**Requirement 1:** Report how many lines in the entries contain the string "surface". Give only the number.

What do stem cell differentiation, females with disabilities in the classroom, the relationship between Jewish and American law and a medieval Greek rabbi’s Talmud commentary have in common?

They are all topics of doctoral research by Shalhevet faculty members.

Currently, there are five faculty members who have finished their doctorates — one recently —  and four more whose are in progress. Five have or are pursuing Ed.Ds — the degree of Doctor of Education — and four have or are pursuing Ph.Ds, or Doctor of Philosophy.  

“An Ed.D. is more of a professional degree” for educators, said Dr. William Walton, Ed.D., who is Math Department chair and Director of Curriculum and Instruction.

“With a Ph.D., you’d be required to take two languages, and in an Ed.D. program you don’t have to do that,” Dr. Walton said. “An Ed.D. usually has a more focused dissertation, focused on a specific problem, whereas a Ph.D. dissertation would tend to be more academic.”

**Material for this task:**

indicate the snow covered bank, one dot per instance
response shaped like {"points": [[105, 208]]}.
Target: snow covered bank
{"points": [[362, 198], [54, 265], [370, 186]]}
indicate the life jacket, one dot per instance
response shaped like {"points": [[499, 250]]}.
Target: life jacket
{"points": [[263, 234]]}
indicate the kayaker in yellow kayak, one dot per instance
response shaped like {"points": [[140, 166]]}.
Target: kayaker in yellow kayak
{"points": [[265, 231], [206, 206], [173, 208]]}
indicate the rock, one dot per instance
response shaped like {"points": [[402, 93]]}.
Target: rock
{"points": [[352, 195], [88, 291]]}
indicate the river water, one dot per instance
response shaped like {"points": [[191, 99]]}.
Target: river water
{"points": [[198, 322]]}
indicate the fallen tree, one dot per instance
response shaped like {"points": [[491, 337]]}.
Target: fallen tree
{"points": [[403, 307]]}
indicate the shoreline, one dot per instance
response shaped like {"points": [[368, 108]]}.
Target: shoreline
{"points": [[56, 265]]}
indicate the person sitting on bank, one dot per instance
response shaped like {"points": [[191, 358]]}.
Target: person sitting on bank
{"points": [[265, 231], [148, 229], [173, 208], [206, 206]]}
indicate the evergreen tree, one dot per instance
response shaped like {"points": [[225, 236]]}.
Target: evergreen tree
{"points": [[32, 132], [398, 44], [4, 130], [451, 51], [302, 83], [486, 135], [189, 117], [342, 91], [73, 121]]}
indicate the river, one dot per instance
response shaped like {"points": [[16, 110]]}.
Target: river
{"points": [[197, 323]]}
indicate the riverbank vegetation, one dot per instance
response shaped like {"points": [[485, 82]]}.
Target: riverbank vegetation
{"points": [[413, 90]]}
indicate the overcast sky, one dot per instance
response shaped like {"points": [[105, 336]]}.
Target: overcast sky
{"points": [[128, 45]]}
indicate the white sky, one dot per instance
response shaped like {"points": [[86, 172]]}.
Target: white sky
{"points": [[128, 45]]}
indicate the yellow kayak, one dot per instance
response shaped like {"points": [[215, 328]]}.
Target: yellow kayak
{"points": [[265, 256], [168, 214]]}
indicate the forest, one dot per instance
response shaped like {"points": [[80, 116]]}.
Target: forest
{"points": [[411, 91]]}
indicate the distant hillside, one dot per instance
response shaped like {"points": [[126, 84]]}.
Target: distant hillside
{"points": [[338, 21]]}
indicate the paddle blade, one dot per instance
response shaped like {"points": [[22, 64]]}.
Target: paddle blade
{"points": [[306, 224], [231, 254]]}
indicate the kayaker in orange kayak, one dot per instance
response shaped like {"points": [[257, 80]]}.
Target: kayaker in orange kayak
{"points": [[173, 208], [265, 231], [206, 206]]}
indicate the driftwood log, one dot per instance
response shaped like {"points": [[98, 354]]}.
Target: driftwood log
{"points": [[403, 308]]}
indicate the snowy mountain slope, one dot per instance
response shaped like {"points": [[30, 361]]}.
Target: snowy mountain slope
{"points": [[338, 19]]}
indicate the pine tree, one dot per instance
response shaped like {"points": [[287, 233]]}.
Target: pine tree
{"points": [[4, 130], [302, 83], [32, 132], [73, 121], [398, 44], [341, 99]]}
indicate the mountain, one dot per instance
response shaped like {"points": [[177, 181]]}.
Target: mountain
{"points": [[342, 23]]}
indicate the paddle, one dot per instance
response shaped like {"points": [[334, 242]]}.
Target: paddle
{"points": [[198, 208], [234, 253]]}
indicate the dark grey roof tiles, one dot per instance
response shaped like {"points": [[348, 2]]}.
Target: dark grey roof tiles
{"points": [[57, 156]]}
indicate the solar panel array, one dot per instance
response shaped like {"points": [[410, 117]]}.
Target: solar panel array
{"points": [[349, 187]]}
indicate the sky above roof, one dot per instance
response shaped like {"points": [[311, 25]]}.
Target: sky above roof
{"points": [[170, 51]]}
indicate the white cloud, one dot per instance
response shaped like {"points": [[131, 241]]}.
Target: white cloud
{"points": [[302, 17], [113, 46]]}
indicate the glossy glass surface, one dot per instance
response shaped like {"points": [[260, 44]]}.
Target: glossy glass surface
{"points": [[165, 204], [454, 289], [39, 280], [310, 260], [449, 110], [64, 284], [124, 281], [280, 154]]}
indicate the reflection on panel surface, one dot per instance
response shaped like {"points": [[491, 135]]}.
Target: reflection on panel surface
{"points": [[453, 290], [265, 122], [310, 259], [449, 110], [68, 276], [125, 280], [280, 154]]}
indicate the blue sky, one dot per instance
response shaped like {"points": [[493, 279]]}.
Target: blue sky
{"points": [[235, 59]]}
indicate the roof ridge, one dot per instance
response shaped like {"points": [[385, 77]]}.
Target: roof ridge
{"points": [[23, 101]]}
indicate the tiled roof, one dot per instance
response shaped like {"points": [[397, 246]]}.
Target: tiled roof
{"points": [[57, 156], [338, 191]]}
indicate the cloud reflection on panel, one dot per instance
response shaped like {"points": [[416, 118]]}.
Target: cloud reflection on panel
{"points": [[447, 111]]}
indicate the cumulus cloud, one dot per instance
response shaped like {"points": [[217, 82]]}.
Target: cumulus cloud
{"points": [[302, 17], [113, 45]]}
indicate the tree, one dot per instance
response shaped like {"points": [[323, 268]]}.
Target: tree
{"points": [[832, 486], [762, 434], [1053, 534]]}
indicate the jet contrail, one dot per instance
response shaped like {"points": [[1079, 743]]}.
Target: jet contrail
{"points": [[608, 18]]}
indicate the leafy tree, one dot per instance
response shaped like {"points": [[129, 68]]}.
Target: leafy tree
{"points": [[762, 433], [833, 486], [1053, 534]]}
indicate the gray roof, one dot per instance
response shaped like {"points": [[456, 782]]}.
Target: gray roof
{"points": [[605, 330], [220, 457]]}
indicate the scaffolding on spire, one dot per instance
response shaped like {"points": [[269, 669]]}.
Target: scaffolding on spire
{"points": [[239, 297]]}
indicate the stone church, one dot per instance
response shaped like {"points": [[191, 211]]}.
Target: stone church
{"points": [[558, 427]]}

**Requirement 2:** Decide whether each statement agrees with the passage on faculty doctorates, answering yes or no and quoting the deciding words of the passage: (a) Five faculty members have finished their doctorates. (b) According to Dr. Walton, an Ed.D. program requires two languages. (c) Dr. Walton chairs the Math Department.

**Task result 1:** 4

**Task result 2:**
(a) Yes: "there are five faculty members who have finished their doctorates"
(b) No: "in an Ed.D. program you don’t have to do that"
(c) Yes: "who is Math Department chair"